Task: Starting at the line containing "Scan the picture and mark every yellow petal" and ending at the end of the records, rewrite those lines with the requests included. Scale every bounding box coordinate in the answers by 1.4, rounding to whole numbers with halves rounded up.

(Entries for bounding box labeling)

···

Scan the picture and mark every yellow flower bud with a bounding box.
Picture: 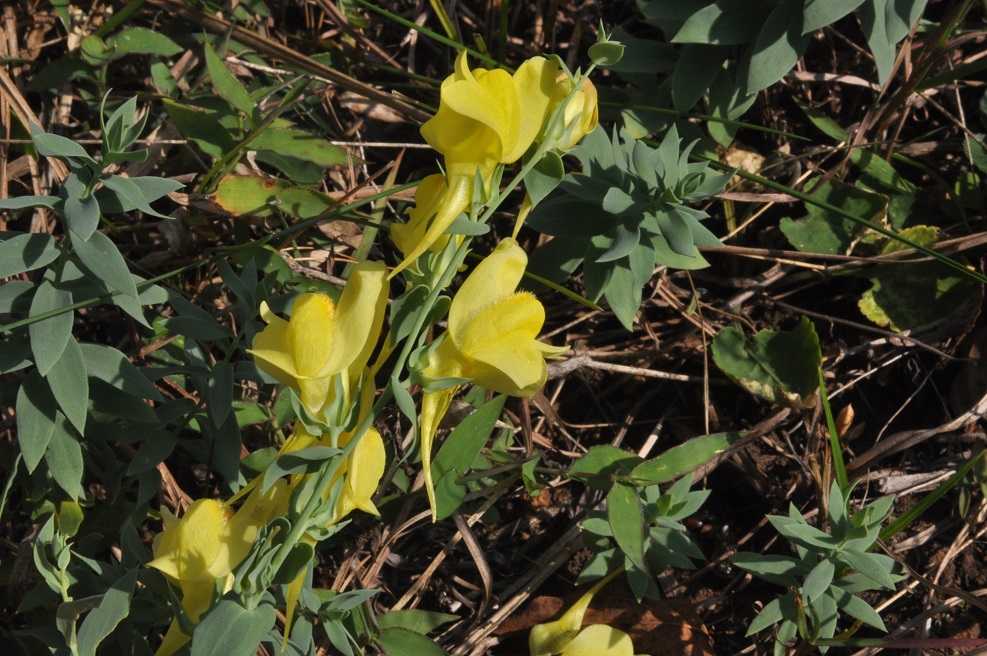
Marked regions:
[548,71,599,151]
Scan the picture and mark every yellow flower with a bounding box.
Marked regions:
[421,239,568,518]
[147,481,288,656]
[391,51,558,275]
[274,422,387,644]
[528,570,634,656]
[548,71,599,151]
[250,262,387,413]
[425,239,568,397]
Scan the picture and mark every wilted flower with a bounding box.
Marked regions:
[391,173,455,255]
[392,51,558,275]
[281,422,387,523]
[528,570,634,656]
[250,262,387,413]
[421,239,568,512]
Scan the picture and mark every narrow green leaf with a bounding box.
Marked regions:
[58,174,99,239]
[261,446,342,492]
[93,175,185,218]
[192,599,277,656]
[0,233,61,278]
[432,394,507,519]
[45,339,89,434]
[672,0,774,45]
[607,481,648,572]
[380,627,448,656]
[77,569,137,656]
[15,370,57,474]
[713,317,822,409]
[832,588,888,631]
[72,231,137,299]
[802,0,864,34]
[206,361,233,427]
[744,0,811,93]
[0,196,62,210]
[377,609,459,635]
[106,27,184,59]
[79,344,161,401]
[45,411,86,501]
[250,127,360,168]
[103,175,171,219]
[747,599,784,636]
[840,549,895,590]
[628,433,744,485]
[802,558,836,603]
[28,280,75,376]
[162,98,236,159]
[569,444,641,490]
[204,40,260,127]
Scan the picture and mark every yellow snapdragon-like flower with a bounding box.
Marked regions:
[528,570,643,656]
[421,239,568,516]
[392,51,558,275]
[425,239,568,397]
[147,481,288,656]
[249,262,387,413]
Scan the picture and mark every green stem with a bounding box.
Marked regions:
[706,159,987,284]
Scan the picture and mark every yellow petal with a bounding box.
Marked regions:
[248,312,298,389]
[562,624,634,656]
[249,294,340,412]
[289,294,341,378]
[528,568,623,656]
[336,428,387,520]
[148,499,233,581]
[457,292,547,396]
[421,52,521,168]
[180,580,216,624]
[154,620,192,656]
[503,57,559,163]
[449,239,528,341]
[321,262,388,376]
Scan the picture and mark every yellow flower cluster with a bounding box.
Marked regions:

···

The completed task:
Scan the picture and mark every yellow petal with a bounding box.
Marked regions:
[347,437,417,545]
[787,874,888,918]
[349,412,476,577]
[405,412,477,529]
[739,795,872,918]
[470,599,542,728]
[207,699,326,813]
[640,409,766,554]
[589,73,729,235]
[252,812,302,874]
[216,868,269,918]
[704,80,783,228]
[629,335,739,477]
[449,367,543,526]
Scan the picture and mark every yellow flower cluster with a bounding box.
Marked regions:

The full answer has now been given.